What you will do => Which abbreviations does the abstract on cerebral vasospasm define in parentheses, and what does each one stand for?

Interactive Role of Protein Kinase C-δ with Rho-Kinase in the Development of Cerebral Vasospasm in a Canine Two-Hemorrhage Model

Abstract

Background: We previously reported that protein kinase C (PKC)-δ was initially translocated from the cytosol to the membrane fraction (on day 4), followed by PKC-α, with the progression of cerebral vasospasm after subarachnoid hemorrhage (SAH) on day 7. Rho/Rho-kinase pathways have also been proposed to be involved in the vasospasm. Thus we investigated the interactive role of Rho-kinase and PKC in the development of cerebral vasospasm after SAH. Methods: The cerebral vasospasm was produced using a ‘two-hemorrhage’ canine model. The animals were treated with Y-27632, a Rho-kinase inhibitor, and rottlerin, a PKC-δ inhibitor, both injected into the cisterna magna. Results: Y-27632 inhibited the vasospasm, 20-kDa myosin light chain (MLC₂₀) phosphorylation, and PKC-δ translocation after the second injection of autologous blood on day 4. In contrast, Y-27632 did not affect the vasospasm on day 7. Rottlerin also inhibited the vasospasm on day 4, but had no effect on MLC₂₀ phosphorylation and RhoA translocation. The vasospasm was accompanied with the phosphorylation of caldesmon (CaD), an actin-linked regulatory protein, which was strongly attenuated by Y-27632 and rottlerin. The application of PKC-δ to skinned strips of isolated canine basilar arteries caused a contraction and an increase in CaD phosphorylation. Conclusion: The development of cerebral vasospasm after SAH (on day 4) is caused by at least two mechanisms: one involves MLC₂₀ phosphorylation mediated by the inhibition of MLC₂₀ phosphatase by Rho-kinase, and the other CaD phosphorylation mediated by the activation of PKC-δ by Rho-kinase, which results in the alleviation of the inhibition by CaD of myosin Mg²⁺-ATPase activity.

Data section =>
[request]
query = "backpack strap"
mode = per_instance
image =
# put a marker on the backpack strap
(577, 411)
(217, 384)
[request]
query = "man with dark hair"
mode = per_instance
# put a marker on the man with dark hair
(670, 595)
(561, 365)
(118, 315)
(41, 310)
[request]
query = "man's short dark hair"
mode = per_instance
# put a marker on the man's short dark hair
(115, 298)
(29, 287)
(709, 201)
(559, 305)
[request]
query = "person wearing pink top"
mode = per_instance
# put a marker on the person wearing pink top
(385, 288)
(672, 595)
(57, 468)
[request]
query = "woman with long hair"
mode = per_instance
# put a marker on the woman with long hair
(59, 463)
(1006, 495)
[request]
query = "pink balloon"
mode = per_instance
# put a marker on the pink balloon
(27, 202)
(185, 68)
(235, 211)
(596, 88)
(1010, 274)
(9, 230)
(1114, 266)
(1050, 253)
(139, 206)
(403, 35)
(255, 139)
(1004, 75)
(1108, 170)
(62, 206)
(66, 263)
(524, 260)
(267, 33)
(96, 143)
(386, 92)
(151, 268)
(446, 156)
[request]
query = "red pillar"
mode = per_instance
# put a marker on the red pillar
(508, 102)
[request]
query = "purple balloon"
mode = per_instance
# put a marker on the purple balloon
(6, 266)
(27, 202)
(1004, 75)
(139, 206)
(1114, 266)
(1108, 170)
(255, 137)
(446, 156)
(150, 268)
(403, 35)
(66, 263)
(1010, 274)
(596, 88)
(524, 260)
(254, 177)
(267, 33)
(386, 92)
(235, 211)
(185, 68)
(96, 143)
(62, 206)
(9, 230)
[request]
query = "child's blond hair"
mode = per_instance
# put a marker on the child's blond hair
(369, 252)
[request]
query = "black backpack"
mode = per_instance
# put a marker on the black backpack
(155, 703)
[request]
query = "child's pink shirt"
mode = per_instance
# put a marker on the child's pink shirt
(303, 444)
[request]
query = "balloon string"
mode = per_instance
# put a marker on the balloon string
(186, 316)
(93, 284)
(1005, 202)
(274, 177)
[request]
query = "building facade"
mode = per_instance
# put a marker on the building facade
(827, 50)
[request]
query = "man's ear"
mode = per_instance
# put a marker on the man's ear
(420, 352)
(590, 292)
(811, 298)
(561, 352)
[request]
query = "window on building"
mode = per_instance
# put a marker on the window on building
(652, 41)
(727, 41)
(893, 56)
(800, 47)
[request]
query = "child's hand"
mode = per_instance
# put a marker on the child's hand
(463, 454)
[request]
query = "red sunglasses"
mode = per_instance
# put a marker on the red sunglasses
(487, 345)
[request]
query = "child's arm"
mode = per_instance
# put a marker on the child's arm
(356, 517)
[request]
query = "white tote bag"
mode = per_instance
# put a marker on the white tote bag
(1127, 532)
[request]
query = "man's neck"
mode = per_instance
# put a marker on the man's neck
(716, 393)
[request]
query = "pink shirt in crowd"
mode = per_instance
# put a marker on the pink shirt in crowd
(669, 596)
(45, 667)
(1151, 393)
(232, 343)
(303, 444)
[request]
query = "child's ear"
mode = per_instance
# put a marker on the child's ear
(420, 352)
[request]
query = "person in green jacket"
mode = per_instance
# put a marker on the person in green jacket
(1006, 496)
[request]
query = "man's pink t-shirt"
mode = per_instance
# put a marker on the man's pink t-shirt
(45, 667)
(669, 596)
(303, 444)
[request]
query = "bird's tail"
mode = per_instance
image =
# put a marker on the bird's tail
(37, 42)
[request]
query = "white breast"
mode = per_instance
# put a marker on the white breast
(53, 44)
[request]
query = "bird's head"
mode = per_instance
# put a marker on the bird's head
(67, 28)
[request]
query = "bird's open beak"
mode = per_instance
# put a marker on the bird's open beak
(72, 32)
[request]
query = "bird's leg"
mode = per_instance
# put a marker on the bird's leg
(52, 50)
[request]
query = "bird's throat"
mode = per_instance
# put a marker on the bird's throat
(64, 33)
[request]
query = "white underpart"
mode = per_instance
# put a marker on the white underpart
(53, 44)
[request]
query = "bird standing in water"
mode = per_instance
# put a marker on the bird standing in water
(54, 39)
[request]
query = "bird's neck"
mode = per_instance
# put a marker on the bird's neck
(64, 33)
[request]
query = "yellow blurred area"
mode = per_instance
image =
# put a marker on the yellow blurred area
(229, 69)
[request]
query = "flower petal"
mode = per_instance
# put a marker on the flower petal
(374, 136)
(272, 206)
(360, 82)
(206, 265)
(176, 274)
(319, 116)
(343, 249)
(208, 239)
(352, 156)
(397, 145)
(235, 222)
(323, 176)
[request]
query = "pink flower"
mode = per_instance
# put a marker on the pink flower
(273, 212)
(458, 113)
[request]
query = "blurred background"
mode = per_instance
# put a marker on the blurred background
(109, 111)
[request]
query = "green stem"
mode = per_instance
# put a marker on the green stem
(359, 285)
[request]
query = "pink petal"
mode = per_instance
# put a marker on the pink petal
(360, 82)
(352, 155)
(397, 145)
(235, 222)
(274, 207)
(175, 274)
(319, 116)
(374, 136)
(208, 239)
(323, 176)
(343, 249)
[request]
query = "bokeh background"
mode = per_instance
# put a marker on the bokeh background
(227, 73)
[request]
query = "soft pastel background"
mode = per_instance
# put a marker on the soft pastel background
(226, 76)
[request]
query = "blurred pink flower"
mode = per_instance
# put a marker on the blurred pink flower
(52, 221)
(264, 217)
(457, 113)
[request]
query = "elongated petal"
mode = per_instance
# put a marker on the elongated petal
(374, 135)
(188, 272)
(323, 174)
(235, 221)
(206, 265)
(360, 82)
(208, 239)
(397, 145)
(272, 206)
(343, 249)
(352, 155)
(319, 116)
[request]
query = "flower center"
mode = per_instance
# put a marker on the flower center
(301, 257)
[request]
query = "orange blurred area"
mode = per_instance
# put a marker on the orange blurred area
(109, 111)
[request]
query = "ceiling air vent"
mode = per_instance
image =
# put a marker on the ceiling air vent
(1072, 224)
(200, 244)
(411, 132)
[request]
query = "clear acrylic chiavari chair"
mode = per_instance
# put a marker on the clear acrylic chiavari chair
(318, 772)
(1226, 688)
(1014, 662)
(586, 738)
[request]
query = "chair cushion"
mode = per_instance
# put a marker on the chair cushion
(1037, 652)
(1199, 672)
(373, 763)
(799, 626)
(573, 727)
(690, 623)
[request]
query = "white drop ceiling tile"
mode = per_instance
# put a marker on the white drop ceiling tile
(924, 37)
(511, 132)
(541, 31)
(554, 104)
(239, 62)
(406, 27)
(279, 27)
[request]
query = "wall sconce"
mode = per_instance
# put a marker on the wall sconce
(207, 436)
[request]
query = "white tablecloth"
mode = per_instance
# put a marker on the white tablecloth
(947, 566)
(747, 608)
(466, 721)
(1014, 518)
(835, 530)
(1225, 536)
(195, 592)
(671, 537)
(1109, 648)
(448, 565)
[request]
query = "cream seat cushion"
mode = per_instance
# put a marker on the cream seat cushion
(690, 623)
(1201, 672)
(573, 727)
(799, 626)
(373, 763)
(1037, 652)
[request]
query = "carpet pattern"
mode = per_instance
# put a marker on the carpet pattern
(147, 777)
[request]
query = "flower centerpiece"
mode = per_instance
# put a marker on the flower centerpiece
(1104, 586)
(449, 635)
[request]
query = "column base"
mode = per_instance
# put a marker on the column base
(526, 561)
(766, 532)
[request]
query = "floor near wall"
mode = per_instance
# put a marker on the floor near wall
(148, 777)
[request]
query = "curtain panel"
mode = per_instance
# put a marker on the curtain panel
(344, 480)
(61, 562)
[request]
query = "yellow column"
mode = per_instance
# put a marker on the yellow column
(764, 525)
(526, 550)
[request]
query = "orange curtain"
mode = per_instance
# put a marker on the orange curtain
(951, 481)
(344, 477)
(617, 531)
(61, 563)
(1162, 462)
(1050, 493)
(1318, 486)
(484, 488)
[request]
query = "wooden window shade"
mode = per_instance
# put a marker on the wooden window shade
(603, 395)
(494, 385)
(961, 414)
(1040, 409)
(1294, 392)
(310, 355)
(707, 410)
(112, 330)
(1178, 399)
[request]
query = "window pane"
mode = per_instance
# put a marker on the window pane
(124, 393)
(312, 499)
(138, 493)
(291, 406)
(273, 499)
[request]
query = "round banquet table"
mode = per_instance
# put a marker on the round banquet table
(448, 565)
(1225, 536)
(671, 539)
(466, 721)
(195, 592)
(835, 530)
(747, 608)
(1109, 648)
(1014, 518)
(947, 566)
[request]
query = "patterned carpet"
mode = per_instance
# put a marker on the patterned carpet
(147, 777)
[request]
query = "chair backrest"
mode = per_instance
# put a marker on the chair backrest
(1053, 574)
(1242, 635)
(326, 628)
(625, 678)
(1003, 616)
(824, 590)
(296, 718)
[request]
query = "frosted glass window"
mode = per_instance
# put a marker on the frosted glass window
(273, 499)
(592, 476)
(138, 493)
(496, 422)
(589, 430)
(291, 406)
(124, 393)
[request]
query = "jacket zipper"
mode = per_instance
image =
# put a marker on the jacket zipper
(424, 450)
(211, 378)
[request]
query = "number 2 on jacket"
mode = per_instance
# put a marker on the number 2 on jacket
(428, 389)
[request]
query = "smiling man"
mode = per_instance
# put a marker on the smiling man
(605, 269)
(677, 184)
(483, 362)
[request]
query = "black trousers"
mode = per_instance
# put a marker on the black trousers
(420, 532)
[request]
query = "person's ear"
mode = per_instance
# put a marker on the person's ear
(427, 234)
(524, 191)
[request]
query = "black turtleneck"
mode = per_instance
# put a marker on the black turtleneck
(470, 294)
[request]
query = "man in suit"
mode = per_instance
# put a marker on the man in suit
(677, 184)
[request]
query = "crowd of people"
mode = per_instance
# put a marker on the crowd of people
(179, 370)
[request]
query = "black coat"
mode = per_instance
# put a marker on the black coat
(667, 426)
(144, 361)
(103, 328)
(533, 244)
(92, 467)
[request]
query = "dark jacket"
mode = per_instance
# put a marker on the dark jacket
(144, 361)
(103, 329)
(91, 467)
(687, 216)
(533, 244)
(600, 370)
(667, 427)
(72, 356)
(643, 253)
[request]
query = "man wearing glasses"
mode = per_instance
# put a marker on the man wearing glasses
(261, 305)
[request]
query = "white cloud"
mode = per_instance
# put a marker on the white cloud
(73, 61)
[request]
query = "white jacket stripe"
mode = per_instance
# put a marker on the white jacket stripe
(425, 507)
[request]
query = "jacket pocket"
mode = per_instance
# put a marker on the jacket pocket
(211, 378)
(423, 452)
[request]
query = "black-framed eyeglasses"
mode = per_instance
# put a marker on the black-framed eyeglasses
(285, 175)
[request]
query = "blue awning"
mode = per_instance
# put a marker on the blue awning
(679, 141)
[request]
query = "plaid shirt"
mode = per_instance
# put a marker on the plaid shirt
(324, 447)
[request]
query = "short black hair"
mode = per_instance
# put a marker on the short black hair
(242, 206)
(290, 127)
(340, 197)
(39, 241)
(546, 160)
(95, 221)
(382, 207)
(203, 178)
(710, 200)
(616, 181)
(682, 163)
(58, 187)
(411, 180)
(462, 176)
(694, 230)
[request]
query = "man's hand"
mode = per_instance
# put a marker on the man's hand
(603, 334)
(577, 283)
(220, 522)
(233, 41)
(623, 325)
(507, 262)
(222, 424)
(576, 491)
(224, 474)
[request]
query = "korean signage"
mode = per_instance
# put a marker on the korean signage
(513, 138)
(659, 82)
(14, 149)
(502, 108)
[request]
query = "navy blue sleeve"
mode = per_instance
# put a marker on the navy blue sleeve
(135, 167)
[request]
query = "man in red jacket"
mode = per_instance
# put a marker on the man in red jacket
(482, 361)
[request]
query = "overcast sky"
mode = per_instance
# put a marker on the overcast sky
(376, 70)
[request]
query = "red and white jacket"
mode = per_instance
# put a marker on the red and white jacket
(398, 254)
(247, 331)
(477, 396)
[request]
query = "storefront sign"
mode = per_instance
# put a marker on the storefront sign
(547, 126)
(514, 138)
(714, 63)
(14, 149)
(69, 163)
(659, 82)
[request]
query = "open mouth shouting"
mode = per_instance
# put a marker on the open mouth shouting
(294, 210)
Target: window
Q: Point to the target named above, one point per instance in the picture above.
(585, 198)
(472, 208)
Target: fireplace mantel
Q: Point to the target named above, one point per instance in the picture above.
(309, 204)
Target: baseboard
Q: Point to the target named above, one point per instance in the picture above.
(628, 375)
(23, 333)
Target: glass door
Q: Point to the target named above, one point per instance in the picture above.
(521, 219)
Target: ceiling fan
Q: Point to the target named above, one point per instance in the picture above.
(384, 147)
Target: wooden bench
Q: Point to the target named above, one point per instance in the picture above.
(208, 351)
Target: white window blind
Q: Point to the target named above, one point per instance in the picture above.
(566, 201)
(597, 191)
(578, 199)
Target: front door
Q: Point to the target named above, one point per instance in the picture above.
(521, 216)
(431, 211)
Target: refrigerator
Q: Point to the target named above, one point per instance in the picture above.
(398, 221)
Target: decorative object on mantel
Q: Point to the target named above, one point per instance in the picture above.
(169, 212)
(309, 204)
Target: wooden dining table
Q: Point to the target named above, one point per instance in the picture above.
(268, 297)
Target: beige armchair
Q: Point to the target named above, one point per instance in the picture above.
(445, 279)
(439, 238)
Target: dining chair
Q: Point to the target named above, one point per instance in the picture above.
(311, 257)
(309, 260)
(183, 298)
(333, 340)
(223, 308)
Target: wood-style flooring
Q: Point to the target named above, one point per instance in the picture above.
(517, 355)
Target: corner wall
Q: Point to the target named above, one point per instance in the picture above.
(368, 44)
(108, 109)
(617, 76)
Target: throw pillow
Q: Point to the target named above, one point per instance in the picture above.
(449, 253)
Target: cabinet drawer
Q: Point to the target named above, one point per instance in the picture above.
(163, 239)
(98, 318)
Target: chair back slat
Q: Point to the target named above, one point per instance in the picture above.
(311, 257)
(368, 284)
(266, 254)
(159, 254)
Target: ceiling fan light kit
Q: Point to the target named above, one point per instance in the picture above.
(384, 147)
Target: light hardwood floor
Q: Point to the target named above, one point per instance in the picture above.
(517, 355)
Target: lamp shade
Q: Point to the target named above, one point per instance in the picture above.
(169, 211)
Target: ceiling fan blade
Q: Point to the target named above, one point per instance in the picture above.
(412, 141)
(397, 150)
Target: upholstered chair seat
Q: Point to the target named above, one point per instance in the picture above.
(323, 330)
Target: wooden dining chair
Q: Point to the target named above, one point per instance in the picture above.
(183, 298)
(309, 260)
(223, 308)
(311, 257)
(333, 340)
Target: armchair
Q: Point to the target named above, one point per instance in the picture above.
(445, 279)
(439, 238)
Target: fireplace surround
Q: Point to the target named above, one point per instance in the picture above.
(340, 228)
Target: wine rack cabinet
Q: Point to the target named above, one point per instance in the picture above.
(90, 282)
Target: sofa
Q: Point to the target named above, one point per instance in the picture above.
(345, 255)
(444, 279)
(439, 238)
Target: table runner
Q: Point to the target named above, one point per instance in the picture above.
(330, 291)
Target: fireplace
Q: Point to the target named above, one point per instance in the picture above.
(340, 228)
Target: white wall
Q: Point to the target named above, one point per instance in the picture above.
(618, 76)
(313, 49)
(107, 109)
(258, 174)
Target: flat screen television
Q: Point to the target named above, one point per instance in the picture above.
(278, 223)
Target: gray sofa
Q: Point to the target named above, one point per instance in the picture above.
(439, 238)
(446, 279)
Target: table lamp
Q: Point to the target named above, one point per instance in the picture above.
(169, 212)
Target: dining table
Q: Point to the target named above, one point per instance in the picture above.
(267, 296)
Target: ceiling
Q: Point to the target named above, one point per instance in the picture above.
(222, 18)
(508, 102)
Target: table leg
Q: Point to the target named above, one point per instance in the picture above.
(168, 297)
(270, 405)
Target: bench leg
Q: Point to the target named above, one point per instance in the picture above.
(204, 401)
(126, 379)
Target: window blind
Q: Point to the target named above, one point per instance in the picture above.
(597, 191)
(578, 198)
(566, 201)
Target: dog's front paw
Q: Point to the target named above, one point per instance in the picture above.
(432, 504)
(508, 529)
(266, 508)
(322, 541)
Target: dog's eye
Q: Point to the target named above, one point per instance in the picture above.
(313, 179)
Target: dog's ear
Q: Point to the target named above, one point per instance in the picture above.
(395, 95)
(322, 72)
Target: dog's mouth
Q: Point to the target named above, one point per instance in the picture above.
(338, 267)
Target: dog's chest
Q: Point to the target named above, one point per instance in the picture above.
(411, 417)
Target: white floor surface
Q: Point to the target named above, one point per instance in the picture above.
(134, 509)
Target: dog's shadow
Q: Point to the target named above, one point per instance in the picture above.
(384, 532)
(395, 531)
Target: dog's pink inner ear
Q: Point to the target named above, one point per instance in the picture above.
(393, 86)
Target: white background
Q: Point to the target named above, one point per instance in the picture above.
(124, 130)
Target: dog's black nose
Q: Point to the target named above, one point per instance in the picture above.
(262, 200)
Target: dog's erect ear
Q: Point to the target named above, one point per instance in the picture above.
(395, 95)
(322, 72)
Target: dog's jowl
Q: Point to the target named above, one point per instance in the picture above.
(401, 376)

Result =>
- PKC: protein kinase C
- SAH: subarachnoid hemorrhage
- MLC₂₀: 20-kDa myosin light chain
- CaD: caldesmon